§ Task objective: Display each line of the listing below that contains the word "pole". Treat the match as case-sensitive.

╭─ Raw data

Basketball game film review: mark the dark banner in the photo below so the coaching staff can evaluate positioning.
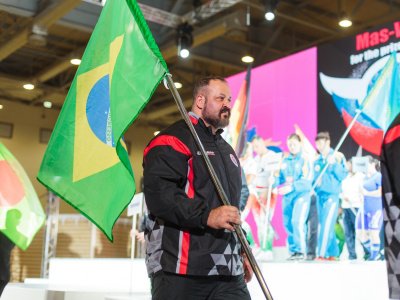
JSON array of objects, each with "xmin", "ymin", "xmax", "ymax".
[{"xmin": 317, "ymin": 21, "xmax": 400, "ymax": 158}]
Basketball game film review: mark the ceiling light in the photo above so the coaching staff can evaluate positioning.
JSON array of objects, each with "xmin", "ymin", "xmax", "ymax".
[
  {"xmin": 43, "ymin": 101, "xmax": 53, "ymax": 108},
  {"xmin": 179, "ymin": 48, "xmax": 190, "ymax": 58},
  {"xmin": 265, "ymin": 11, "xmax": 275, "ymax": 21},
  {"xmin": 339, "ymin": 17, "xmax": 353, "ymax": 28},
  {"xmin": 177, "ymin": 22, "xmax": 193, "ymax": 58},
  {"xmin": 23, "ymin": 83, "xmax": 35, "ymax": 90},
  {"xmin": 174, "ymin": 82, "xmax": 182, "ymax": 89},
  {"xmin": 242, "ymin": 55, "xmax": 254, "ymax": 64},
  {"xmin": 70, "ymin": 58, "xmax": 81, "ymax": 66},
  {"xmin": 265, "ymin": 0, "xmax": 279, "ymax": 22}
]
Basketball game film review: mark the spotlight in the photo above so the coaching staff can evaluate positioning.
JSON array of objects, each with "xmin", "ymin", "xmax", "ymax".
[
  {"xmin": 43, "ymin": 101, "xmax": 53, "ymax": 108},
  {"xmin": 23, "ymin": 83, "xmax": 35, "ymax": 90},
  {"xmin": 242, "ymin": 55, "xmax": 254, "ymax": 64},
  {"xmin": 177, "ymin": 22, "xmax": 193, "ymax": 58},
  {"xmin": 338, "ymin": 16, "xmax": 353, "ymax": 28},
  {"xmin": 265, "ymin": 11, "xmax": 275, "ymax": 21},
  {"xmin": 265, "ymin": 0, "xmax": 278, "ymax": 22},
  {"xmin": 69, "ymin": 58, "xmax": 81, "ymax": 66}
]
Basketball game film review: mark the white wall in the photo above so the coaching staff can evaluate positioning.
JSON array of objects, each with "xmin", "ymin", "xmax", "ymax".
[{"xmin": 0, "ymin": 101, "xmax": 158, "ymax": 213}]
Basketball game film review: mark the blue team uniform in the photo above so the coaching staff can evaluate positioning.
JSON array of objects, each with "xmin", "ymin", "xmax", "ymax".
[
  {"xmin": 314, "ymin": 149, "xmax": 347, "ymax": 258},
  {"xmin": 356, "ymin": 172, "xmax": 383, "ymax": 260},
  {"xmin": 274, "ymin": 153, "xmax": 312, "ymax": 254}
]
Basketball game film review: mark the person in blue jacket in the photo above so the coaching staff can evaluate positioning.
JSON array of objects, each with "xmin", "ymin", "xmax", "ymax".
[
  {"xmin": 313, "ymin": 131, "xmax": 347, "ymax": 260},
  {"xmin": 274, "ymin": 133, "xmax": 312, "ymax": 260}
]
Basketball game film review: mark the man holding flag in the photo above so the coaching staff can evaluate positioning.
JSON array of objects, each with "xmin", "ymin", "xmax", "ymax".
[
  {"xmin": 143, "ymin": 77, "xmax": 252, "ymax": 300},
  {"xmin": 38, "ymin": 0, "xmax": 252, "ymax": 299}
]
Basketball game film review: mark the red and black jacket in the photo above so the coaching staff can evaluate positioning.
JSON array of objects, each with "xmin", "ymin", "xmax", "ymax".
[
  {"xmin": 143, "ymin": 113, "xmax": 243, "ymax": 276},
  {"xmin": 380, "ymin": 114, "xmax": 400, "ymax": 206}
]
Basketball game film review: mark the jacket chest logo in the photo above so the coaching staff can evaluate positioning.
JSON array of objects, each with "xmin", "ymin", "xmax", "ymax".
[
  {"xmin": 230, "ymin": 154, "xmax": 239, "ymax": 167},
  {"xmin": 196, "ymin": 151, "xmax": 215, "ymax": 156}
]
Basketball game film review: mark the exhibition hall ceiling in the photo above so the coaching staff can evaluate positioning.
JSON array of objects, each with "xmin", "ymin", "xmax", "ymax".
[{"xmin": 0, "ymin": 0, "xmax": 400, "ymax": 127}]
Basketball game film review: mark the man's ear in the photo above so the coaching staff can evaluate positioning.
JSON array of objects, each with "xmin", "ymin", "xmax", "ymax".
[{"xmin": 195, "ymin": 94, "xmax": 206, "ymax": 110}]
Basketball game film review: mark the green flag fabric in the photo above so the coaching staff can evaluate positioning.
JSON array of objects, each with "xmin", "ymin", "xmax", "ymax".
[
  {"xmin": 362, "ymin": 52, "xmax": 400, "ymax": 131},
  {"xmin": 0, "ymin": 143, "xmax": 46, "ymax": 250},
  {"xmin": 38, "ymin": 0, "xmax": 168, "ymax": 240}
]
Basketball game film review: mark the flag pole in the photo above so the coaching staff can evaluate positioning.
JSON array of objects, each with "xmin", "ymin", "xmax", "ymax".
[
  {"xmin": 311, "ymin": 107, "xmax": 364, "ymax": 194},
  {"xmin": 165, "ymin": 74, "xmax": 273, "ymax": 300}
]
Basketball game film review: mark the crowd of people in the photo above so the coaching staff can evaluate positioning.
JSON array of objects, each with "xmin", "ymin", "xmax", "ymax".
[{"xmin": 240, "ymin": 132, "xmax": 384, "ymax": 260}]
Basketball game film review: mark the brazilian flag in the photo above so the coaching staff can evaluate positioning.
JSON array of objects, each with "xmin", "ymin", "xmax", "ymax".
[
  {"xmin": 0, "ymin": 143, "xmax": 45, "ymax": 250},
  {"xmin": 38, "ymin": 0, "xmax": 168, "ymax": 240}
]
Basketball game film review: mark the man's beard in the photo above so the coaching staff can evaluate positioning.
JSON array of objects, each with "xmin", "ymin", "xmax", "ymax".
[{"xmin": 203, "ymin": 102, "xmax": 231, "ymax": 129}]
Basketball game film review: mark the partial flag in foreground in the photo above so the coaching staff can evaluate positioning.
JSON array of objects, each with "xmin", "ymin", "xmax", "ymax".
[
  {"xmin": 229, "ymin": 65, "xmax": 251, "ymax": 156},
  {"xmin": 0, "ymin": 143, "xmax": 46, "ymax": 250},
  {"xmin": 38, "ymin": 0, "xmax": 167, "ymax": 240}
]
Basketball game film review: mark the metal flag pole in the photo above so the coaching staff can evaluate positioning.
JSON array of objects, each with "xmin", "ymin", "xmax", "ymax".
[
  {"xmin": 165, "ymin": 74, "xmax": 273, "ymax": 300},
  {"xmin": 311, "ymin": 108, "xmax": 362, "ymax": 194}
]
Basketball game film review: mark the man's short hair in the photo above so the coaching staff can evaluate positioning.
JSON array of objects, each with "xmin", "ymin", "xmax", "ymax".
[
  {"xmin": 315, "ymin": 131, "xmax": 331, "ymax": 141},
  {"xmin": 193, "ymin": 76, "xmax": 226, "ymax": 100}
]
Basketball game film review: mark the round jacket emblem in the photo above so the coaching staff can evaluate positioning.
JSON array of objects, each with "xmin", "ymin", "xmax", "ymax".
[{"xmin": 230, "ymin": 154, "xmax": 239, "ymax": 167}]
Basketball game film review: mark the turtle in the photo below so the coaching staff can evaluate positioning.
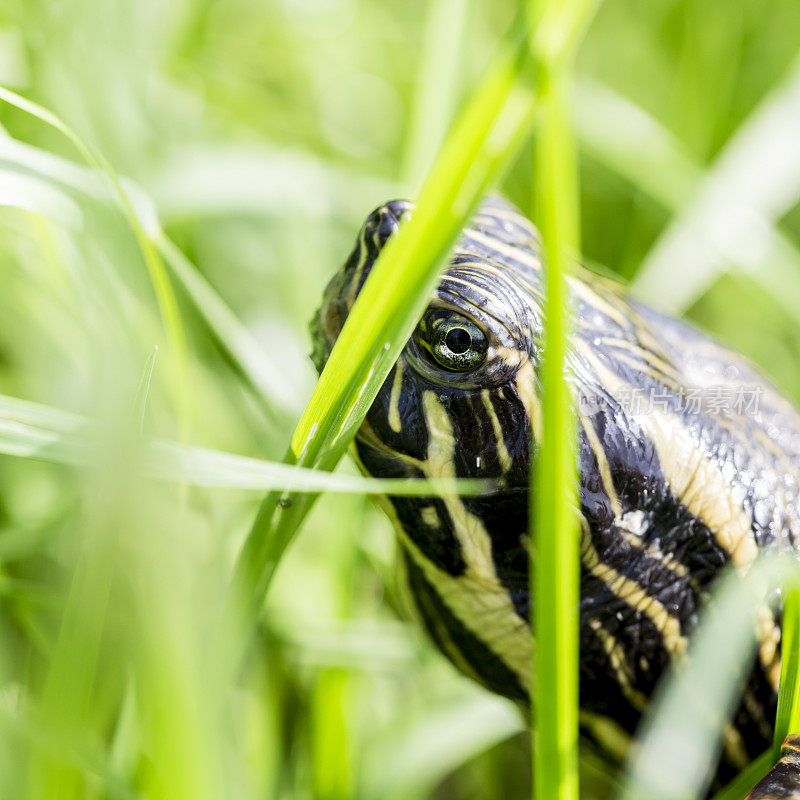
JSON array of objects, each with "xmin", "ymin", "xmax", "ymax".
[{"xmin": 311, "ymin": 195, "xmax": 800, "ymax": 797}]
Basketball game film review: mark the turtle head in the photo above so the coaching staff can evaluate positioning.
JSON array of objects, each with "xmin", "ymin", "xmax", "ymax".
[{"xmin": 311, "ymin": 198, "xmax": 541, "ymax": 486}]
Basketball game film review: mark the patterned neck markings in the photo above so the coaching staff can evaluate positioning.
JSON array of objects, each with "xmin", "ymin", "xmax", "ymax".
[{"xmin": 392, "ymin": 391, "xmax": 531, "ymax": 689}]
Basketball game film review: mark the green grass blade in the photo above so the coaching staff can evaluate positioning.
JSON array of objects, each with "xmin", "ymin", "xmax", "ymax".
[
  {"xmin": 636, "ymin": 57, "xmax": 800, "ymax": 312},
  {"xmin": 529, "ymin": 2, "xmax": 597, "ymax": 800},
  {"xmin": 772, "ymin": 591, "xmax": 800, "ymax": 761},
  {"xmin": 0, "ymin": 392, "xmax": 488, "ymax": 497},
  {"xmin": 154, "ymin": 232, "xmax": 297, "ymax": 417},
  {"xmin": 228, "ymin": 23, "xmax": 534, "ymax": 624},
  {"xmin": 0, "ymin": 130, "xmax": 306, "ymax": 418},
  {"xmin": 531, "ymin": 65, "xmax": 579, "ymax": 800},
  {"xmin": 403, "ymin": 0, "xmax": 472, "ymax": 192},
  {"xmin": 0, "ymin": 87, "xmax": 191, "ymax": 438},
  {"xmin": 711, "ymin": 750, "xmax": 775, "ymax": 800},
  {"xmin": 621, "ymin": 554, "xmax": 800, "ymax": 800}
]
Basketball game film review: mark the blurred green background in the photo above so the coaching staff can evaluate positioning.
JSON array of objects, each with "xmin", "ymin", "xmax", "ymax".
[{"xmin": 0, "ymin": 0, "xmax": 800, "ymax": 800}]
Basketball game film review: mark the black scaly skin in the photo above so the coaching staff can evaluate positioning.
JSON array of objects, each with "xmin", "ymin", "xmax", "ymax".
[{"xmin": 312, "ymin": 199, "xmax": 800, "ymax": 782}]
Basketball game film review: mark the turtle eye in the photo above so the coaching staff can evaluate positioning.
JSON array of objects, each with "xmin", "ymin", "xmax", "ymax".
[{"xmin": 414, "ymin": 309, "xmax": 489, "ymax": 372}]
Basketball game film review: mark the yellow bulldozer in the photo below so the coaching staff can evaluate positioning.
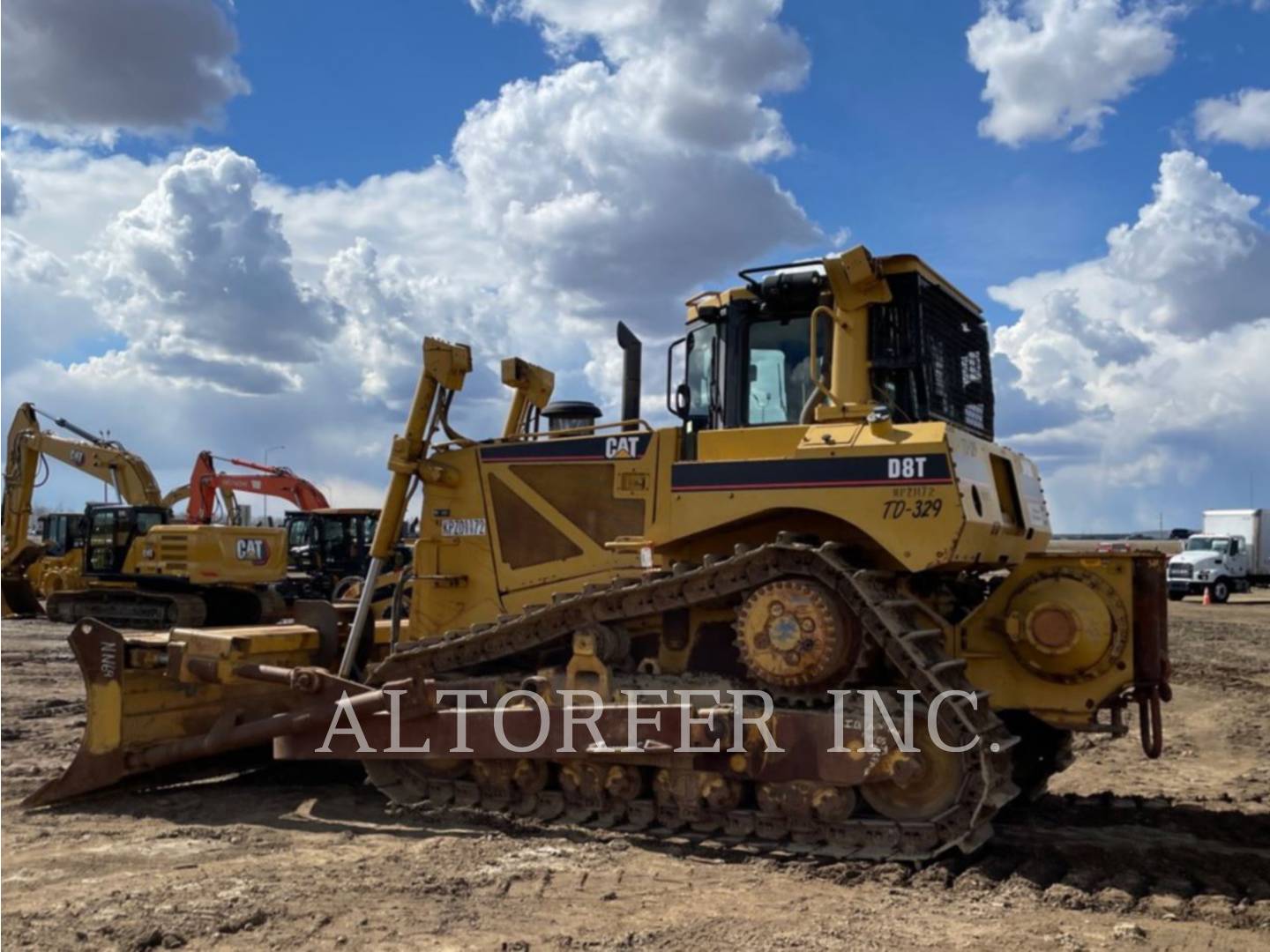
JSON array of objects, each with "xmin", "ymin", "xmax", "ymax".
[
  {"xmin": 31, "ymin": 248, "xmax": 1169, "ymax": 859},
  {"xmin": 0, "ymin": 404, "xmax": 287, "ymax": 627}
]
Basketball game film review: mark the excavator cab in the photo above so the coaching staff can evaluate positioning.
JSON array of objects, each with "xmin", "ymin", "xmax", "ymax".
[
  {"xmin": 84, "ymin": 502, "xmax": 170, "ymax": 579},
  {"xmin": 286, "ymin": 509, "xmax": 393, "ymax": 598},
  {"xmin": 40, "ymin": 513, "xmax": 87, "ymax": 556}
]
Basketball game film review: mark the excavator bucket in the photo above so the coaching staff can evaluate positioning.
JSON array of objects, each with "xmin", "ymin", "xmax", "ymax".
[{"xmin": 0, "ymin": 543, "xmax": 44, "ymax": 618}]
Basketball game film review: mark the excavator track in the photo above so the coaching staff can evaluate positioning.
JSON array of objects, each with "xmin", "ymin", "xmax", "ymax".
[
  {"xmin": 46, "ymin": 588, "xmax": 286, "ymax": 628},
  {"xmin": 44, "ymin": 589, "xmax": 207, "ymax": 628},
  {"xmin": 364, "ymin": 536, "xmax": 1019, "ymax": 860}
]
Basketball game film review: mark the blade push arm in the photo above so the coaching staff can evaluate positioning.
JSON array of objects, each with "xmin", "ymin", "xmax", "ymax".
[{"xmin": 339, "ymin": 338, "xmax": 473, "ymax": 678}]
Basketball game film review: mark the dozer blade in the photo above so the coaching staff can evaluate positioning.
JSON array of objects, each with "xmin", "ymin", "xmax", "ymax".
[{"xmin": 23, "ymin": 620, "xmax": 338, "ymax": 806}]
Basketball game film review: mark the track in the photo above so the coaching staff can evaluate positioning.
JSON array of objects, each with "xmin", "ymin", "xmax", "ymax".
[
  {"xmin": 383, "ymin": 793, "xmax": 1270, "ymax": 929},
  {"xmin": 366, "ymin": 537, "xmax": 1019, "ymax": 859}
]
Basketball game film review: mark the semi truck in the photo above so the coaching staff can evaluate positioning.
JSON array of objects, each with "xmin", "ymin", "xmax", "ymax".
[{"xmin": 1169, "ymin": 509, "xmax": 1270, "ymax": 604}]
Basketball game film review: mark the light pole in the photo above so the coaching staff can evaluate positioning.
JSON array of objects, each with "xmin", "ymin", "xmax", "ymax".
[{"xmin": 265, "ymin": 443, "xmax": 286, "ymax": 525}]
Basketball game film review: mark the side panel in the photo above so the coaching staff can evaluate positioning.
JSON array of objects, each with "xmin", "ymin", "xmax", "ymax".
[
  {"xmin": 410, "ymin": 447, "xmax": 505, "ymax": 640},
  {"xmin": 479, "ymin": 432, "xmax": 661, "ymax": 604},
  {"xmin": 654, "ymin": 423, "xmax": 1049, "ymax": 571},
  {"xmin": 134, "ymin": 525, "xmax": 287, "ymax": 585}
]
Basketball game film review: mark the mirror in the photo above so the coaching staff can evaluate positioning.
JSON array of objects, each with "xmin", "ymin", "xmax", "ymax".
[{"xmin": 675, "ymin": 383, "xmax": 692, "ymax": 416}]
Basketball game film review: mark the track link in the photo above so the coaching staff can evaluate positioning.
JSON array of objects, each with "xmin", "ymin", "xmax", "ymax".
[{"xmin": 366, "ymin": 537, "xmax": 1019, "ymax": 859}]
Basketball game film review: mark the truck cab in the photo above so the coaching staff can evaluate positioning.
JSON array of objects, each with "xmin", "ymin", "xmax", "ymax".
[{"xmin": 1169, "ymin": 509, "xmax": 1270, "ymax": 604}]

╰─

§ Answer to this task:
Basketball game film review: mark the flag pole in the photo above so the coaching staff can evaluate positioning.
Basketball game film review: mark the metal flag pole in the photo above so the coaching staff can evaluate positioning.
Basketball game film review: mark the light pole in the photo above so the coaching staff can evaluate positioning.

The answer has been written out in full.